--- Records to use ---
╔══

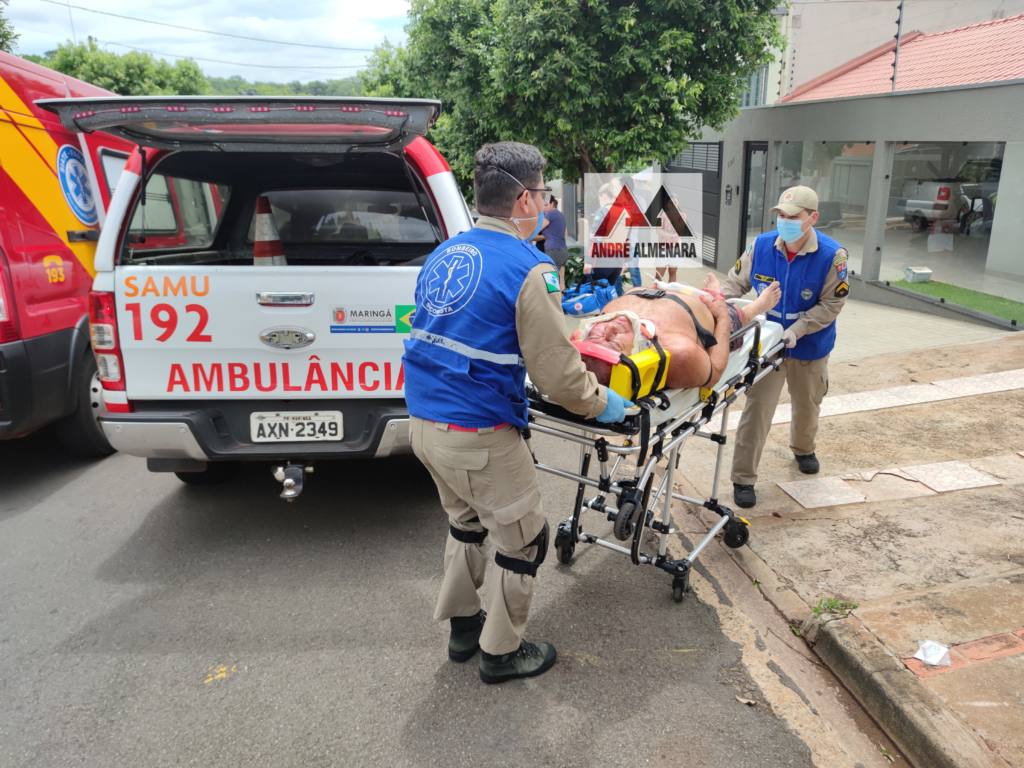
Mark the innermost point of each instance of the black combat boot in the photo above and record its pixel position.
(465, 638)
(529, 660)
(743, 496)
(808, 464)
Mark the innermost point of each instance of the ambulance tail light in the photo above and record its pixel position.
(8, 324)
(103, 335)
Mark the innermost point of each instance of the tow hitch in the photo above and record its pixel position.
(290, 476)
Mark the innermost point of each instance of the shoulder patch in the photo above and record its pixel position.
(840, 262)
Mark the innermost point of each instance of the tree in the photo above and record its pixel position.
(130, 74)
(240, 86)
(599, 85)
(7, 35)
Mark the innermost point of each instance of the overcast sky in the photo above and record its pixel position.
(338, 24)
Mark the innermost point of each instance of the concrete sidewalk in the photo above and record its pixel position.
(912, 531)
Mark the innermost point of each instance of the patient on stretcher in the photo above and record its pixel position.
(692, 326)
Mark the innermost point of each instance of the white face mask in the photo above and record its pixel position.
(643, 330)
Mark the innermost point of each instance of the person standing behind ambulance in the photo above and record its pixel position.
(811, 268)
(487, 310)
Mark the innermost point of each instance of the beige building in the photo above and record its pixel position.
(823, 34)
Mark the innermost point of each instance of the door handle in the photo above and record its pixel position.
(285, 298)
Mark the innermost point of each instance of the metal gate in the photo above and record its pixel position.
(705, 158)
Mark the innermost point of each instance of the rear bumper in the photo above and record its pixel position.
(34, 382)
(210, 433)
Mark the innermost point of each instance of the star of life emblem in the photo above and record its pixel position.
(452, 279)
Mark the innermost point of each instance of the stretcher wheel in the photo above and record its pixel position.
(680, 586)
(736, 535)
(564, 546)
(623, 528)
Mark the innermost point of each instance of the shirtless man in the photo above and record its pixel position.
(682, 322)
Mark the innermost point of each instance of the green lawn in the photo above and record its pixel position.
(965, 297)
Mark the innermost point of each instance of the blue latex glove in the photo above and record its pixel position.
(614, 412)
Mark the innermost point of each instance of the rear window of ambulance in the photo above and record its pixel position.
(350, 216)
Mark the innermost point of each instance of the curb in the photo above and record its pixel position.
(928, 732)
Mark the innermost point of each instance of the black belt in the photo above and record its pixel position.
(706, 337)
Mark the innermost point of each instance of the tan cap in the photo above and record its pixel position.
(796, 199)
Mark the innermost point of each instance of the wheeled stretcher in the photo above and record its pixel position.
(629, 492)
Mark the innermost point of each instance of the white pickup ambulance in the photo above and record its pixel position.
(210, 354)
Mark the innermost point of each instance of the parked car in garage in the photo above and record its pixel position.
(954, 201)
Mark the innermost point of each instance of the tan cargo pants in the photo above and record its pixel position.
(808, 382)
(488, 475)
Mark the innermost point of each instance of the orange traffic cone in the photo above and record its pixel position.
(267, 249)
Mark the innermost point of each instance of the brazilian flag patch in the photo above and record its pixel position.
(403, 317)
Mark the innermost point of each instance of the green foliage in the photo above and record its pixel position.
(834, 605)
(7, 35)
(599, 85)
(997, 306)
(237, 85)
(138, 74)
(130, 74)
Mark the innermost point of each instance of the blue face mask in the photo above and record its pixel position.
(537, 228)
(790, 229)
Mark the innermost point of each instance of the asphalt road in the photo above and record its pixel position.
(143, 623)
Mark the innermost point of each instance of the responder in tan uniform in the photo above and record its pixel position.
(811, 269)
(487, 310)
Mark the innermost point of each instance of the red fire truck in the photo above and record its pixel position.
(54, 188)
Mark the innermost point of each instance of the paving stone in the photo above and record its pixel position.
(821, 492)
(988, 697)
(1009, 468)
(999, 381)
(945, 476)
(887, 484)
(995, 646)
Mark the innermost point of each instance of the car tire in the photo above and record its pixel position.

╚══

--- Work task ---
Each line above is to be copied exactly, and the pictures are to be dropped.

--- Response to the exercise ---
Mark the innermost point of each instance of the black combat boot in the photo above and record its pixel position.
(465, 638)
(529, 660)
(743, 496)
(808, 464)
Mark the innermost point of each instance of the ambulance tail light in the photo above and record its pixel position.
(8, 324)
(103, 335)
Mark the innermost point of each instance of the tow hitch in the photo above and record its pixel position.
(290, 476)
Mark the innermost point of each instance of the shoulder patch in the photo above and record its pixel position.
(840, 262)
Mark the innermost point of each instance of the tree in the photo above and record its pixel position.
(130, 74)
(240, 86)
(599, 85)
(7, 35)
Mark the innermost point of each instance of the overcast sky in the photo above and record its pixel position.
(338, 24)
Mark the innermost point of each instance of the concrete sidewalk in the photo above and record its pixel position.
(912, 531)
Mark the innermost point of each instance of the patient on stretcher in the photo above and record its pixel position.
(692, 326)
Mark the innermost point of each instance of the white face mask in the photo above and record its pixel position.
(643, 330)
Mark the innermost point of each instance of the person standing behind ambulance in the photo above and record its pixel position.
(811, 268)
(487, 310)
Mark the innermost point of each instance of the beige building in the photo above and record its pixel position.
(823, 34)
Mark the innermost point of each instance of the door handle in the photo above and record its pixel position.
(285, 298)
Mark the innermost point of each instance of the metal gate in the photo above and record its pixel position.
(705, 158)
Mark the innermost point of each instance of the rear bumper in the photo above and record its pixel position.
(34, 382)
(210, 433)
Mark the innermost point of each instance of the star of life emblem in the photo above and record its pixel position.
(452, 279)
Mark the innermost point of each instance of the stretcher wheel in the photo above and record its pixel position.
(680, 586)
(736, 535)
(564, 546)
(623, 528)
Mark the innermost point of each instance of the shirtless man in the photo above and record its pixel position.
(682, 322)
Mark the innermost point of each instance of the green lawn in the photo above and record its pixel position.
(965, 297)
Mark the innermost point of each instance of the blue latex glove in the photo above and record its pixel position.
(614, 412)
Mark the innermost point of each instance of the rear window of ambulance in the photo above and record its pixel position.
(350, 216)
Mark the innermost point of each instance of the curb in the photo above and record its pixel position.
(928, 732)
Mark the innermost point of each instance of the black belt in the photo above and record its pixel position.
(706, 337)
Mark the innermost point of each instance of the tan cap in the photo above and record its pixel position.
(796, 199)
Mark the innermost point of each instance of the wheeled stretcher in the photo above and record its pixel position.
(629, 492)
Mark the innermost point of each instance of the white pickup ambulance in the photo above and record its pixel position.
(210, 354)
Mark the innermost point of each instance of the parked car in garage in the photo above and record its pixel position.
(954, 201)
Mark the innermost point of each instance of the tan cargo pants in the photo above and record its pixel position.
(808, 382)
(488, 475)
Mark the innermost point of each instance of the orange traffic cone in the photo above and record its pixel position.
(267, 249)
Mark the innermost point of each instance of the brazilian flag patch in the photo above and record its pixel position.
(403, 317)
Mark the innermost point of each instance of the green foliage in the photo above and record its pixel position.
(834, 605)
(7, 35)
(599, 85)
(997, 306)
(237, 85)
(138, 74)
(130, 74)
Mark the innermost point of each instance of the blue face mask in the photo above and record its pixel position.
(537, 228)
(790, 229)
Mark the innermost point of each instance of the asphalt road in the photo above and record its pixel position.
(143, 623)
Mark the innermost point of each instance of the responder in tan uniform in the photo above and record its pixel position.
(811, 269)
(487, 310)
Mark the innermost point of each instance of the red fire truck in the photo above and record its pixel position.
(54, 188)
Mark the innermost point of each instance of the paving stone in the photo above and record its pixel position.
(821, 492)
(988, 697)
(1009, 468)
(999, 381)
(945, 476)
(887, 484)
(995, 646)
Mark the innermost point of each instance of the car tire in the photo above and record its pixel position.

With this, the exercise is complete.